··· Ausgewählter Abschnitt

Aber von vorne, wenn Eltern sich trennen, ist zu entscheiden, bei wem das Kind nun leben soll. Unser Familienrecht geht dabei von einem Residenzmodell aus. Das bedeutet, dass das Kind bei getrennt lebenden Eltern ganz überwiegend bei einem Elternteil seinen gewöhnlichen Aufenthalt hat. Der andere Elternteil hat dann ein Recht auf Umgang mit dem Kind. Können die Eltern sich nicht einigen, so muss das Familiengericht entscheiden, bei wem das Kind nun leben soll.

Nun kommt es in der Praxis aber immer häufiger vor, dass Eltern ein Wechselmodell leben. Damit ist gemeint, dass das Kind sich in etwa gleichmäßig beim einen und beim anderen Elternteil aufhält. Das Verhältnis muss aber nahezu gleichwertig 50 zu 50 betragen. Es ist auch notwendig, dass beide Eltern sich gleichmäßig um sämtliche Belange des Kindes kümmern.

Bislang ging die höchstrichterliche Rechtsprechung davon aus, dass ein solches Wechselmodell nicht gegen den Willen eines Elternteils angeordnet werden kann. Der BGH sieht dieses Problem nicht! Die Ablehnung des Wechselmodells durch einen Elternteil hindert eine solche Regelung für sich genommen noch nicht. Im Rahmen einer Umgangsauseinandersetzung kann einem Elternteil Umgang zugesprochen werden, der im Ergebnis einen Aufenthalt des Kindes von 50 zu 50 bei jedem Elternteil ermöglicht. Entscheidender Maßstab bleibt dabei das Wohl des Kindes (§ 1697 a BGB). Das Gericht benötigt hierzu noch nicht einmal einen Antrag. Der BGH sieht in keinem Gesetz eine gesetzliche Beschränkung, die für den Umgang ein paritätisches Wechselmodell nicht ermöglicht. Das Familiengericht ist im Umgangsverfahren zu einer umfassenden Aufklärung verpflichtet. Es muss ermitteln, welche Form des Umgangs dem Kindeswohl am besten entspricht. Eine Entscheidung hat auf Basis einer umfangreichen Abwägung stattzufinden.

Eine minimale Kooperationsbereitschaft zwischen beiden Eltern ist hierzu aber unabdingbare Voraussetzung. Ein Elternteil, welches das Wechselmodell ablehnt, sollte aber nicht glauben, dass eine Ablehnung jeglicher Kooperation mit dem anderen Elternteil erfolgreich ein Wechselmodell verhindern kann. Es könnte nämlich sein, dass dieses Elternteil dann damit zum Ausdruck bringt, zur Erziehung ungeeignet zu sein.

Wird ein Wechselmodell gelebt, entstehen hierdurch bei einem gemeinsamen Sorgerecht keine Besonderheiten. Die täglichen Dinge des Lebens hat jeder allein zu entscheiden, bei dem sich das Kind gerade aufhält. Angelegenheiten, die von weitreichender Bedeutung für die Entwicklung des Kindes sind und nicht sofort entschieden werden müssen, sind gemeinsam festzulegen.

······
··· Datenliste

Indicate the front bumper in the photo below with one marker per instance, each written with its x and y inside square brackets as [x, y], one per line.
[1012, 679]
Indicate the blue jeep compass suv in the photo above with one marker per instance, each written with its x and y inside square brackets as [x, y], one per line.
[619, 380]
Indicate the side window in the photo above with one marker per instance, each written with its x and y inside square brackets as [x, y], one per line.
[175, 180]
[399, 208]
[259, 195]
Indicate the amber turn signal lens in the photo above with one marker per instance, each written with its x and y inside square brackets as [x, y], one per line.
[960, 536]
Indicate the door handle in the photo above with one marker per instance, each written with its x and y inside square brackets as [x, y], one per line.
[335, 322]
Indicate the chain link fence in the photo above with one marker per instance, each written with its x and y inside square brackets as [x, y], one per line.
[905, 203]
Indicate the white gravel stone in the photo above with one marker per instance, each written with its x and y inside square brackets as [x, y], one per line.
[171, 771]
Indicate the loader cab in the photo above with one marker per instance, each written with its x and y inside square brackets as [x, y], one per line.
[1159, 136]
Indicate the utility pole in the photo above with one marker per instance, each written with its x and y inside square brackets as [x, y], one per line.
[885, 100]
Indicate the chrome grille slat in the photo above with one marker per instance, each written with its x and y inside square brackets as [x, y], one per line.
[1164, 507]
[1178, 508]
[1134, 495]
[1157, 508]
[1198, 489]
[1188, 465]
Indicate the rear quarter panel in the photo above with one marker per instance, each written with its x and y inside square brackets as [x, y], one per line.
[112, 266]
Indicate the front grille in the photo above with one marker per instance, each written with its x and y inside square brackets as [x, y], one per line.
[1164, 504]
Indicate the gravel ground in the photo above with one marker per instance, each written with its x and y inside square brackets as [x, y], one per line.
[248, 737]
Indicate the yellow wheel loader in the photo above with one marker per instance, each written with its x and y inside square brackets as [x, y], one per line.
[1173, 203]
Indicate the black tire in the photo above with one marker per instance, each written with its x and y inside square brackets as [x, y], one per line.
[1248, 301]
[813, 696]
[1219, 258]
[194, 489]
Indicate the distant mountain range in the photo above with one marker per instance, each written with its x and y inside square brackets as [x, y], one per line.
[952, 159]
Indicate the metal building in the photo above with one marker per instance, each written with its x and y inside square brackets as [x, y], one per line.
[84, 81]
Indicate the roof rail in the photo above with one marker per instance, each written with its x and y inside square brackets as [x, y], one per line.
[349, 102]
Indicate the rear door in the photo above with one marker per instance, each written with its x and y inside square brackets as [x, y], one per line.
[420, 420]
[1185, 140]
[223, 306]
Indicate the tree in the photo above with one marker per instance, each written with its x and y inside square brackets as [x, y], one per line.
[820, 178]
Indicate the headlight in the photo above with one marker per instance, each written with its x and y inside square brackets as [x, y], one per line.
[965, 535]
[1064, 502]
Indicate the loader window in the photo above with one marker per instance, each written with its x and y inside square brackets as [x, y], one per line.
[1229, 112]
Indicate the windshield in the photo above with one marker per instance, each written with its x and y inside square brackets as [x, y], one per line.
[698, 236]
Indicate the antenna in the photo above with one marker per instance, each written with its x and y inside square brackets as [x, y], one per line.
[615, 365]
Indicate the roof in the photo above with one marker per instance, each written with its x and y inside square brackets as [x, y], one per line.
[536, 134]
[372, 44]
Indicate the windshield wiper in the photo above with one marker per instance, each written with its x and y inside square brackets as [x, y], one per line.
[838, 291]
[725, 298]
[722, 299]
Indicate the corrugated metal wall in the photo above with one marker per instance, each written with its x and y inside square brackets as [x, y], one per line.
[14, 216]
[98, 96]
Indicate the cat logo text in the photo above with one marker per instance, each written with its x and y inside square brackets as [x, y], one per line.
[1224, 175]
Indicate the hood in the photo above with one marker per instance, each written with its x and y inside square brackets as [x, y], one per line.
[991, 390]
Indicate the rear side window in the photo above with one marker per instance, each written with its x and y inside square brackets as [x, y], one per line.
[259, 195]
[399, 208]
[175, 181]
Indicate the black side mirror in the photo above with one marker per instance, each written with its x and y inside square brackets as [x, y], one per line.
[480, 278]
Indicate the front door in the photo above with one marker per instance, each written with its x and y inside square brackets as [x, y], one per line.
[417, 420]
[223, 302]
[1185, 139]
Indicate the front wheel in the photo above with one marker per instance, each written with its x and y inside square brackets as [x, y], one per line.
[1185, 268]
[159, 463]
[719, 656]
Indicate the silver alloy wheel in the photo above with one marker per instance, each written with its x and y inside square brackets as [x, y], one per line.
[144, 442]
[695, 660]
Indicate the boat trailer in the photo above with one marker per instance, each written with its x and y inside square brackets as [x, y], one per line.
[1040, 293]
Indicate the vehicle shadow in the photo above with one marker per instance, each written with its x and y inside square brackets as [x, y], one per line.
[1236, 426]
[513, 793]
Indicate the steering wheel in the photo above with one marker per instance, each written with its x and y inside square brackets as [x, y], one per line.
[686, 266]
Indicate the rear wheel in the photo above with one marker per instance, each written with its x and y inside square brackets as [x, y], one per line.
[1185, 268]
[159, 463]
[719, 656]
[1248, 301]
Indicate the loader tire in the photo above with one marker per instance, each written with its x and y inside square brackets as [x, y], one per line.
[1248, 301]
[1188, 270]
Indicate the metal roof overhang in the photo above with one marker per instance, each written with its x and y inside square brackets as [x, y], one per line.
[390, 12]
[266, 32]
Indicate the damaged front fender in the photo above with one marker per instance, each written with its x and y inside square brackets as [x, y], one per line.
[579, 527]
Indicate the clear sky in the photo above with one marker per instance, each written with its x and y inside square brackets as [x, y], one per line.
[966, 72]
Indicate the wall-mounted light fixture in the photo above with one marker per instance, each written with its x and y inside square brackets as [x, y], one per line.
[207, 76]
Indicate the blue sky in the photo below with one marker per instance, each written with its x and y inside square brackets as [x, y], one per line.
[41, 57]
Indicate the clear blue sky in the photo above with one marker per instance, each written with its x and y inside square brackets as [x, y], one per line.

······

Aufgabe 1
Geben Sie aus dem Text zum Wechselmodell den Abschnitt zwischen „Wird ein Wechselmodell“ und „sind gemeinsam festzulegen.“ einschließlich wortgetreu wieder.
Aufgabe 2
Beantworten Sie anhand des Textes zum Wechselmodell die folgenden Fragen:
(a) Von welchem Modell geht das Familienrecht bei getrennt lebenden Eltern aus?
(b) In welchem Verhältnis muss sich das Kind beim Wechselmodell nahezu bei beiden Elternteilen aufhalten?
(c) Welcher Maßstab bleibt nach dem Text für die Entscheidung maßgeblich, und welche Vorschrift wird dazu genannt?

Ergebnis 1
Wird ein Wechselmodell gelebt, entstehen hierdurch bei einem gemeinsamen Sorgerecht keine Besonderheiten. Die täglichen Dinge des Lebens hat jeder allein zu entscheiden, bei dem sich das Kind gerade aufhält. Angelegenheiten, die von weitreichender Bedeutung für die Entwicklung des Kindes sind und nicht sofort entschieden werden müssen, sind gemeinsam festzulegen.

Ergebnis 2
(a) Von einem Residenzmodell.
(b) Nahezu 50 zu 50.
(c) Das Wohl des Kindes, § 1697 a BGB.